* BEGIN *

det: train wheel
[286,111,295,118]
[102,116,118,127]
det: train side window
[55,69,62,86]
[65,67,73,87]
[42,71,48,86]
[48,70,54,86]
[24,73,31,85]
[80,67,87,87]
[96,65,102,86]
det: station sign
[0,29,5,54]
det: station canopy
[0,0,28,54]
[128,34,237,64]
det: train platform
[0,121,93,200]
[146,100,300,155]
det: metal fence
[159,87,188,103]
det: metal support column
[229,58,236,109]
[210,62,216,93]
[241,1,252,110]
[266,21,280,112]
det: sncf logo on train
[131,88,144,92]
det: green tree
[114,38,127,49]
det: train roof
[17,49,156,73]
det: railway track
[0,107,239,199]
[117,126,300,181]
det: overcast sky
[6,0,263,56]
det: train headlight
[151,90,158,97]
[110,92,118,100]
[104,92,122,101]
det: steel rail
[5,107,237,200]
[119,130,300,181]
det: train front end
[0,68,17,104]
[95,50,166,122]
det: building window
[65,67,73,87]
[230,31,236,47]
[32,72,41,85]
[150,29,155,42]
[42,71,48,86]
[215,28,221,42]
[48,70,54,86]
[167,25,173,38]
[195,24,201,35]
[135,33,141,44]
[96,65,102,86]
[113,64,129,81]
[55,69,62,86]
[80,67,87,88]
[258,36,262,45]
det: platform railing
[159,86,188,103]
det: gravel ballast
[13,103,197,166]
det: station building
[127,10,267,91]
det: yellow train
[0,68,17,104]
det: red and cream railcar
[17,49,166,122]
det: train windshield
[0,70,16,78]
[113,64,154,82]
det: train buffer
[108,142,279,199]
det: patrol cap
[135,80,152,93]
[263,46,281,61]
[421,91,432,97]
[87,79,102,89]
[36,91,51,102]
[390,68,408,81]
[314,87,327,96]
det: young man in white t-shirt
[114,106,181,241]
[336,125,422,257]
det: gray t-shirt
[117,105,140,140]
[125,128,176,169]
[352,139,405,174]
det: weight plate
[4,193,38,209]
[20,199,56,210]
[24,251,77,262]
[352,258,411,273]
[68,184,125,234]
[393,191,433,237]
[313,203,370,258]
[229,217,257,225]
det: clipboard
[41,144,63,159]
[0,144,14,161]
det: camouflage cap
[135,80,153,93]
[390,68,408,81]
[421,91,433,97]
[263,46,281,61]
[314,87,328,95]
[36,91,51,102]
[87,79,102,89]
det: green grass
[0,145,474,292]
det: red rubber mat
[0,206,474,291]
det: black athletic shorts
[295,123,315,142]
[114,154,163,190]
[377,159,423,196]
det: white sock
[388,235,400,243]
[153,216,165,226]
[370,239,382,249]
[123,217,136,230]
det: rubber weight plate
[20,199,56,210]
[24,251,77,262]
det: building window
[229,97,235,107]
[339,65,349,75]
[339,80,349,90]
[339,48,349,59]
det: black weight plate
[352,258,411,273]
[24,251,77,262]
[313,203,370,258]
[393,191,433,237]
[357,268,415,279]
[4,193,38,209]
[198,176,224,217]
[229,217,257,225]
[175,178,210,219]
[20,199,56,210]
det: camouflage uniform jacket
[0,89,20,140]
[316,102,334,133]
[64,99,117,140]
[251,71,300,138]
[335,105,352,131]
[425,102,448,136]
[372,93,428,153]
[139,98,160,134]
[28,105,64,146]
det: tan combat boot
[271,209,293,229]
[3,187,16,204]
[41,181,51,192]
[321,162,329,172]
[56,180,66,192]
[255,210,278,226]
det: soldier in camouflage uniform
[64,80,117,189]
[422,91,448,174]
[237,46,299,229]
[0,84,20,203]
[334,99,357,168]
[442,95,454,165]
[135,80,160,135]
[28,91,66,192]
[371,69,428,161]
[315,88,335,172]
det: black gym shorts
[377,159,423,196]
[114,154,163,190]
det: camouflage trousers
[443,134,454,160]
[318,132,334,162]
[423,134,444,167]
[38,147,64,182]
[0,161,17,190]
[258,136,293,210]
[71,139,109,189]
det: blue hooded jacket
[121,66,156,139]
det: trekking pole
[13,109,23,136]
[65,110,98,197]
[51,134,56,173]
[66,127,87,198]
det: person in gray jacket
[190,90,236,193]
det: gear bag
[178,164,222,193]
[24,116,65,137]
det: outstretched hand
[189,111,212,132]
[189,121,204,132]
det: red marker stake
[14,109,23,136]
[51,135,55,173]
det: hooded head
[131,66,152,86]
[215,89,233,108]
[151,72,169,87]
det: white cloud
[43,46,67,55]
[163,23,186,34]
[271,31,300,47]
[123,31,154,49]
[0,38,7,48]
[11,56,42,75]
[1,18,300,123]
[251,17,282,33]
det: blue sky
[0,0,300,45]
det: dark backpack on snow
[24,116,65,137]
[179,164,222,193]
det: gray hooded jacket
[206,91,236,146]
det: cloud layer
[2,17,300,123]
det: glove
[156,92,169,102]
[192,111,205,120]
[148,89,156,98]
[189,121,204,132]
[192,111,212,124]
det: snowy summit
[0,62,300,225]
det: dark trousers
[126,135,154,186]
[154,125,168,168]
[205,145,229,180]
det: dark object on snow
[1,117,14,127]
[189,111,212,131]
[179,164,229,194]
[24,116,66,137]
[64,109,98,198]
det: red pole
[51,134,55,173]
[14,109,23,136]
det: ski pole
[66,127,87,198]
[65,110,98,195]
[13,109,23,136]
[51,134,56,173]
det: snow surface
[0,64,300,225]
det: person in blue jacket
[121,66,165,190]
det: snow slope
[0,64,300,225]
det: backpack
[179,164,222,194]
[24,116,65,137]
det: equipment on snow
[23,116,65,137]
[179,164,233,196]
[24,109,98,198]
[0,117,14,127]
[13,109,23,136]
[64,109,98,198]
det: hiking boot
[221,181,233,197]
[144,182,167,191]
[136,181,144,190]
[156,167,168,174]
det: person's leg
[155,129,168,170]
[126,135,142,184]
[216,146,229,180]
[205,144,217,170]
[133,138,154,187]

* END *

**What you should do:**
Reproduce the entire listing above verbatim, every line in its original order.

**Answer to the problem:**
det: train wheel
[286,111,295,118]
[102,116,118,127]
det: train side window
[55,69,62,86]
[65,67,73,87]
[42,71,48,86]
[48,70,54,86]
[24,73,31,85]
[80,67,87,87]
[96,65,102,86]
det: station sign
[0,29,5,54]
det: station canopy
[0,0,28,54]
[128,34,237,64]
det: train platform
[0,121,93,200]
[146,100,300,155]
det: metal fence
[159,87,188,103]
det: metal support column
[229,58,236,109]
[210,62,216,93]
[241,1,252,110]
[266,21,280,112]
det: sncf logo on train
[131,88,144,92]
det: green tree
[114,38,127,49]
det: train roof
[17,49,156,73]
det: railway track
[0,107,239,199]
[117,126,300,181]
det: overcast sky
[6,0,263,56]
det: train headlight
[151,90,158,97]
[110,92,118,100]
[104,92,122,101]
det: steel rail
[5,107,237,200]
[119,130,300,181]
det: train front end
[0,68,17,104]
[95,50,166,122]
det: building window
[65,67,73,87]
[230,31,236,47]
[32,72,41,85]
[150,29,155,42]
[42,71,48,86]
[215,28,221,42]
[48,70,54,86]
[167,25,173,38]
[195,24,201,35]
[135,33,141,44]
[96,65,102,86]
[113,64,129,81]
[55,69,62,86]
[80,67,87,88]
[258,36,262,45]
det: platform railing
[159,86,188,103]
det: gravel ballast
[13,103,197,166]
det: station building
[127,10,267,91]
det: yellow train
[0,68,17,104]
det: red and cream railcar
[17,49,166,122]
det: train windshield
[0,70,16,78]
[113,64,154,82]
det: train buffer
[108,142,279,199]
det: patrol cap
[135,80,152,93]
[263,46,281,61]
[421,91,432,97]
[87,79,102,89]
[36,91,51,102]
[390,68,408,81]
[314,87,327,96]
det: young man in white t-shirt
[114,106,181,241]
[336,125,422,257]
det: gray t-shirt
[117,105,140,140]
[125,128,176,169]
[352,139,405,174]
det: weight plate
[4,193,38,209]
[20,199,56,210]
[24,251,77,262]
[352,258,411,273]
[68,184,125,234]
[393,191,433,237]
[313,203,370,258]
[229,217,257,225]
det: clipboard
[41,144,63,159]
[0,144,14,161]
det: camouflage cap
[135,80,153,93]
[390,68,408,81]
[421,91,433,97]
[263,46,281,61]
[314,87,328,95]
[36,91,51,102]
[87,79,102,89]
det: green grass
[0,145,474,292]
det: red rubber mat
[0,206,474,291]
det: black athletic shorts
[295,123,315,142]
[114,154,163,190]
[377,159,423,196]
det: white sock
[388,235,400,243]
[153,216,165,226]
[370,239,382,249]
[123,217,136,230]
det: rubber weight plate
[20,199,56,210]
[24,251,77,262]
det: building window
[229,97,235,107]
[339,65,349,75]
[339,80,349,90]
[339,48,349,59]
det: black weight plate
[352,258,411,273]
[24,251,77,262]
[313,203,370,258]
[393,191,433,237]
[357,268,415,279]
[4,193,38,209]
[198,176,224,217]
[229,217,257,225]
[175,178,210,219]
[20,199,56,210]
det: camouflage uniform jacket
[0,89,20,140]
[316,102,334,133]
[64,99,117,140]
[251,71,300,138]
[335,105,352,131]
[425,102,448,136]
[372,93,428,153]
[139,98,160,134]
[28,105,64,146]
det: tan combat boot
[271,209,293,229]
[3,187,16,204]
[41,181,51,192]
[321,162,329,172]
[56,180,66,192]
[255,210,278,226]
det: soldier in camouflage uniform
[64,80,117,189]
[422,91,448,174]
[237,46,299,229]
[0,84,20,203]
[334,99,357,168]
[442,95,454,165]
[135,80,160,135]
[28,91,66,192]
[371,69,428,161]
[315,88,335,172]
det: black gym shorts
[377,159,423,196]
[114,154,163,190]
det: camouflage trousers
[443,134,454,160]
[318,132,334,162]
[423,134,444,167]
[38,147,64,182]
[0,161,17,190]
[258,136,293,210]
[71,139,109,189]
det: blue hooded jacket
[121,66,156,139]
det: trekking pole
[13,109,23,136]
[65,110,98,197]
[51,134,56,173]
[66,127,87,198]
det: person in gray jacket
[190,90,236,193]
det: gear bag
[178,164,222,193]
[24,116,65,137]
det: outstretched hand
[189,111,212,132]
[189,121,204,132]
det: red marker stake
[14,109,23,136]
[51,135,55,173]
det: hooded head
[131,66,152,86]
[215,89,233,108]
[151,72,169,87]
det: white cloud
[43,46,67,55]
[163,23,186,34]
[271,31,300,47]
[123,31,154,49]
[0,38,7,48]
[11,56,42,75]
[1,18,300,123]
[251,17,282,33]
det: blue sky
[0,0,300,45]
det: dark backpack on snow
[24,116,65,137]
[179,164,222,193]
det: gray hooded jacket
[206,91,236,146]
det: cloud layer
[2,17,300,123]
det: glove
[156,92,169,102]
[192,111,205,120]
[148,89,156,98]
[189,121,204,132]
[192,111,212,124]
det: snowy summit
[0,62,300,225]
det: dark trousers
[126,135,154,186]
[154,125,168,168]
[205,145,229,180]
det: dark object on snow
[1,117,14,127]
[189,111,212,131]
[179,164,229,194]
[24,116,66,137]
[64,109,98,198]
det: red pole
[51,134,55,173]
[14,109,23,136]
det: ski pole
[66,127,87,198]
[65,110,98,195]
[13,109,23,136]
[51,134,56,173]
det: snow surface
[0,64,300,225]
det: person in blue jacket
[121,66,165,190]
det: snow slope
[0,64,300,225]
det: backpack
[179,164,222,194]
[24,116,65,137]
det: equipment on snow
[23,116,65,137]
[179,164,233,196]
[24,109,98,198]
[0,117,14,127]
[13,109,23,136]
[64,109,98,198]
det: hiking boot
[221,181,233,197]
[144,182,167,191]
[136,181,144,190]
[156,167,168,174]
det: person's leg
[155,129,168,170]
[126,135,142,184]
[216,146,229,180]
[205,144,217,170]
[133,138,154,187]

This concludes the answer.